Task details
Reproduce every line of the listing below word for word, leaving nothing out and changing nothing.

### Material provided

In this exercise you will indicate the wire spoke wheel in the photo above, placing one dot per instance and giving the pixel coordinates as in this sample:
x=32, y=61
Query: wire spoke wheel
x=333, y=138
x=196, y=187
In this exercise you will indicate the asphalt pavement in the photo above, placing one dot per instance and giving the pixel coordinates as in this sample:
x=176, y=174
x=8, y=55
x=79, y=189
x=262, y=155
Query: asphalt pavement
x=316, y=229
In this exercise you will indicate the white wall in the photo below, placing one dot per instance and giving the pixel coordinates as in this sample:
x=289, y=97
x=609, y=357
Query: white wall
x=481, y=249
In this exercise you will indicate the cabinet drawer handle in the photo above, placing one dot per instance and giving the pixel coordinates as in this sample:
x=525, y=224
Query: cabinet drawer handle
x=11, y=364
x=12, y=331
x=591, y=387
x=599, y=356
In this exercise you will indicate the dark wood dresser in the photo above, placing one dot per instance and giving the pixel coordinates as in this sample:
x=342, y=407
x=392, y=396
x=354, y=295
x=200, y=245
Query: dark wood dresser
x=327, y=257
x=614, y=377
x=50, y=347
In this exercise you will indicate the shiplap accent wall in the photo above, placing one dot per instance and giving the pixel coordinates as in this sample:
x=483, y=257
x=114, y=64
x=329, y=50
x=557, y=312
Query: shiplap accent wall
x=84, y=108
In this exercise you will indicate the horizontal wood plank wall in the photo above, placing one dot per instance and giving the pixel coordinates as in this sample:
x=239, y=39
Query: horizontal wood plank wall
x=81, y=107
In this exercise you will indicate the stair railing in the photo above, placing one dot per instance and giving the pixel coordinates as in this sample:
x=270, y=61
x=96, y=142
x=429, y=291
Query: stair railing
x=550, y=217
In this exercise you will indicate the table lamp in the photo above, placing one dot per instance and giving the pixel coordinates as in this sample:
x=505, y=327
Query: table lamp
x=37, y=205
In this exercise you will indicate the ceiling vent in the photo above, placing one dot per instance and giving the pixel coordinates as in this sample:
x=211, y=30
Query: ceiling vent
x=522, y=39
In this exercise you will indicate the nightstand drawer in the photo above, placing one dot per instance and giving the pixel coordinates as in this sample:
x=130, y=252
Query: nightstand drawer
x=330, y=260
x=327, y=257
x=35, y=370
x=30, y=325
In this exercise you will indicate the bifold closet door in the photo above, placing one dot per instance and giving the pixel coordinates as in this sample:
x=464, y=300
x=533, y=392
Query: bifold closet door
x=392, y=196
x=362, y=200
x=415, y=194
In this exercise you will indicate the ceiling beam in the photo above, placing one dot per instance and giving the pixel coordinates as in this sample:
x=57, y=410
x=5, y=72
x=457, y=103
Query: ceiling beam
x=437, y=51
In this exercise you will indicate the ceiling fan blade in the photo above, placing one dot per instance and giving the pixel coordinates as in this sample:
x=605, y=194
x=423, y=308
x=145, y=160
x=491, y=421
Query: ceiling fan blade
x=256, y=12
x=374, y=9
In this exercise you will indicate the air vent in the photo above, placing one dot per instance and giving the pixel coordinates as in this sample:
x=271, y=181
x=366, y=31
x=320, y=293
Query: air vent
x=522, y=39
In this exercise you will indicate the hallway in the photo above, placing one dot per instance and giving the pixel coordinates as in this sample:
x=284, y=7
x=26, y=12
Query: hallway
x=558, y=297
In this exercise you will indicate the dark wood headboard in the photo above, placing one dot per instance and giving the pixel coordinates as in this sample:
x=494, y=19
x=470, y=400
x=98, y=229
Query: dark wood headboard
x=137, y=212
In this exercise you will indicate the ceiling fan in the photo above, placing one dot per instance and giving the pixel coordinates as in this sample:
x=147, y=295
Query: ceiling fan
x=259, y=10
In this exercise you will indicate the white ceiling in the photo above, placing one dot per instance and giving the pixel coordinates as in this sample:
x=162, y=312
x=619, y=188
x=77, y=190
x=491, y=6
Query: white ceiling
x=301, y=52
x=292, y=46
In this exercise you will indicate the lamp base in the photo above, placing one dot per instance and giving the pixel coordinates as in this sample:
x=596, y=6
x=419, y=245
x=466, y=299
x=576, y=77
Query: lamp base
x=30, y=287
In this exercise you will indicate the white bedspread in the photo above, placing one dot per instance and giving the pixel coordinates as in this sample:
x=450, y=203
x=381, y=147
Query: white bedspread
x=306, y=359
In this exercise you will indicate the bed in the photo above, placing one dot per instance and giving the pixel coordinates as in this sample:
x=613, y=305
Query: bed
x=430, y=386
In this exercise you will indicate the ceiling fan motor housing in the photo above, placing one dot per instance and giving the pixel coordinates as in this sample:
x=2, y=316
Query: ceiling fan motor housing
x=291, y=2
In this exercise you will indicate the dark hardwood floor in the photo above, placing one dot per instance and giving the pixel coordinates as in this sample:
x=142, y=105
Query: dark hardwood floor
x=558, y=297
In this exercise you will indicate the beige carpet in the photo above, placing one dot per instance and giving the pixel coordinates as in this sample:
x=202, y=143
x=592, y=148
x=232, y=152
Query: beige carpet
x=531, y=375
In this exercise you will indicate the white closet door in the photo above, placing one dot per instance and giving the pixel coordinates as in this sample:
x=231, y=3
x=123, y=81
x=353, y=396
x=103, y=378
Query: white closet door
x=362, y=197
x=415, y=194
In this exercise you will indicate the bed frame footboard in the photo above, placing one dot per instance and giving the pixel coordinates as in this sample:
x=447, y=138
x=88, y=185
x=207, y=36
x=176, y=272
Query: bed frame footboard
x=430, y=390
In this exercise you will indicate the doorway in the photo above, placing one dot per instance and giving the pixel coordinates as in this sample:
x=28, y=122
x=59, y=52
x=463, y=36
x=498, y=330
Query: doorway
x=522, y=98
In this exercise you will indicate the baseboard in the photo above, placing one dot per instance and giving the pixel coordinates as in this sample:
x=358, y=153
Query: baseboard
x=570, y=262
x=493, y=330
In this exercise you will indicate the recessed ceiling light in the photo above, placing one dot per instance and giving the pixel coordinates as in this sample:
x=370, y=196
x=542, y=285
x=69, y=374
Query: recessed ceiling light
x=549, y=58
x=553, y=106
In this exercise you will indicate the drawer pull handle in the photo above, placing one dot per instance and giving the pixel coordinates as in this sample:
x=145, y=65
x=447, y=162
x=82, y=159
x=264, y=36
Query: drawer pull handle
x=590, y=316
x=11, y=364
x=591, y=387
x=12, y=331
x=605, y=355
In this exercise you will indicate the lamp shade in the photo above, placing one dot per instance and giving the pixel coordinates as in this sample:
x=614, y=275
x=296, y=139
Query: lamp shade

######

Answer to the problem
In this exercise you will indicate the wire spoke wheel in the photo above, placing one dot per instance and giving the pixel coordinates as in this sample:
x=32, y=61
Query: wire spoke wheel
x=333, y=138
x=196, y=187
In this exercise you will indicate the asphalt pavement in the photo above, placing one dot per instance and giving the pixel coordinates as in this sample:
x=176, y=174
x=8, y=55
x=79, y=189
x=262, y=155
Query: asphalt pavement
x=316, y=229
In this exercise you will indicate the white wall in the photo below, placing one dot per instance and giving the pixel coordinates as in this sample:
x=289, y=97
x=609, y=357
Query: white wall
x=481, y=249
In this exercise you will indicate the cabinet drawer handle in the photo above, placing one dot per instance and giving the pixel coordinates as in this sample:
x=525, y=224
Query: cabinet drawer handle
x=11, y=364
x=12, y=331
x=591, y=387
x=599, y=356
In this exercise you will indicate the dark wood dresser in the photo above, placing one dot per instance and giving the pixel coordinates as in this sample:
x=342, y=407
x=392, y=396
x=354, y=295
x=200, y=245
Query: dark wood dresser
x=327, y=257
x=614, y=377
x=50, y=347
In this exercise you will indicate the shiplap accent wall in the photo above, placing one dot per instance and giving the pixel coordinates as in this sample:
x=483, y=257
x=114, y=64
x=329, y=50
x=557, y=312
Query: shiplap accent wall
x=84, y=108
In this exercise you will indicate the horizontal wood plank wall in the photo above, placing one dot per instance and giving the pixel coordinates as in this sample:
x=239, y=39
Query: horizontal wood plank wall
x=81, y=107
In this exercise you will indicate the stair railing in the photo above, placing one dot per instance and giving the pixel coordinates as in this sample:
x=270, y=61
x=96, y=142
x=429, y=291
Query: stair railing
x=550, y=217
In this exercise you will indicate the table lamp in the photo above, placing one dot per instance and giving the pixel coordinates as in this sample:
x=505, y=327
Query: table lamp
x=37, y=205
In this exercise you will indicate the ceiling vent in the photo above, placing one dot per instance and giving the pixel coordinates as in this sample:
x=211, y=30
Query: ceiling vent
x=522, y=39
In this exercise you will indicate the nightstand drawer in the photo above, placing one dot per instance and giving the pixel coordinates as in this sample:
x=130, y=252
Query: nightstand drawer
x=330, y=260
x=327, y=257
x=35, y=370
x=30, y=325
In this exercise you will indicate the bifold closet door in the photo above, placing one dot per instance and giving the pixel coordinates as in this sample:
x=464, y=300
x=533, y=392
Query: bifold closet door
x=392, y=196
x=362, y=200
x=415, y=194
In this exercise you will indicate the ceiling beam in the photo above, placing one dot per instance and giving the pixel coordinates as in this sample:
x=57, y=410
x=5, y=72
x=457, y=103
Query: ceiling beam
x=437, y=51
In this exercise you will indicate the ceiling fan blade in the photo above, placing one dot per instance and giving the pixel coordinates as in this sample:
x=605, y=194
x=423, y=308
x=145, y=160
x=491, y=421
Query: ceiling fan blade
x=256, y=12
x=374, y=9
In this exercise you will indicate the air vent in the photo above, placing one dot per instance and giving the pixel coordinates as in this sample:
x=271, y=181
x=366, y=31
x=320, y=293
Query: air vent
x=522, y=39
In this exercise you will indicate the hallway in the photo above, placing one dot per instance and giving the pixel coordinates as in this sample:
x=284, y=7
x=26, y=12
Query: hallway
x=558, y=297
In this exercise you will indicate the dark wood headboard in the photo above, placing one dot per instance and giving the pixel coordinates as in this sample:
x=494, y=19
x=470, y=400
x=98, y=229
Query: dark wood headboard
x=137, y=212
In this exercise you will indicate the ceiling fan in the photo above, placing one dot per instance and giving the pixel coordinates as in this sample:
x=147, y=295
Query: ceiling fan
x=259, y=10
In this exercise you will indicate the white ceiling in the photo above, placing one dot per instance and giving the pixel coordinates as in this sample:
x=162, y=312
x=619, y=188
x=77, y=190
x=491, y=6
Query: white ceiling
x=301, y=52
x=292, y=46
In this exercise you will indicate the lamp base in the photo above, placing one dot per instance and giving the pixel coordinates as in this sample:
x=596, y=6
x=419, y=245
x=466, y=299
x=576, y=77
Query: lamp base
x=30, y=287
In this exercise you will indicate the white bedspread in the photo above, placing one dot per instance and giving the pixel coordinates as in this sample:
x=450, y=203
x=381, y=147
Query: white bedspread
x=306, y=359
In this exercise you will indicate the bed in the photo above, placing one dot per instance and giving the pixel coordinates as in this sample:
x=613, y=305
Query: bed
x=430, y=386
In this exercise you will indicate the ceiling fan motor housing in the photo above, placing one dot per instance and giving the pixel coordinates as in this sample:
x=2, y=316
Query: ceiling fan motor housing
x=291, y=2
In this exercise you will indicate the dark hardwood floor in the photo above, placing one dot per instance and giving the pixel coordinates as in this sample:
x=142, y=105
Query: dark hardwood floor
x=558, y=297
In this exercise you will indicate the beige carpet in the photo above, placing one dot per instance and giving the pixel coordinates as in this sample:
x=202, y=143
x=592, y=148
x=232, y=152
Query: beige carpet
x=531, y=375
In this exercise you will indicate the white closet door in the photo above, placing one dot per instance and giving the pixel coordinates as in this sample:
x=231, y=3
x=123, y=81
x=353, y=396
x=103, y=378
Query: white closet door
x=362, y=197
x=415, y=194
In this exercise you will indicate the bed frame footboard in the photo above, placing one dot per instance and giving the pixel coordinates as in this sample:
x=447, y=138
x=88, y=185
x=207, y=36
x=176, y=272
Query: bed frame footboard
x=430, y=390
In this exercise you will indicate the doorway in the photo above, placing one dot per instance and giving the pixel coordinates as in this sample:
x=28, y=122
x=59, y=52
x=463, y=36
x=498, y=330
Query: doorway
x=522, y=98
In this exercise you will indicate the baseboard in the photo above, placing one dot per instance and giving the pixel coordinates as in this sample:
x=358, y=153
Query: baseboard
x=570, y=262
x=493, y=330
In this exercise you will indicate the recessed ceiling light in the photo above, placing one dot per instance and giving the pixel coordinates as in this sample:
x=370, y=196
x=542, y=285
x=69, y=374
Query: recessed ceiling light
x=549, y=58
x=553, y=106
In this exercise you will indicate the drawer pull handle in the photo above, placing one dot per instance and giving the pixel coordinates as in this sample:
x=145, y=65
x=447, y=162
x=82, y=159
x=264, y=36
Query: drawer pull handle
x=590, y=316
x=11, y=364
x=591, y=387
x=12, y=331
x=605, y=355
In this exercise you will indicate the lamp shade in the photo above, placing one dot per instance and giving the pixel coordinates as in this sample:
x=614, y=275
x=296, y=139
Query: lamp shade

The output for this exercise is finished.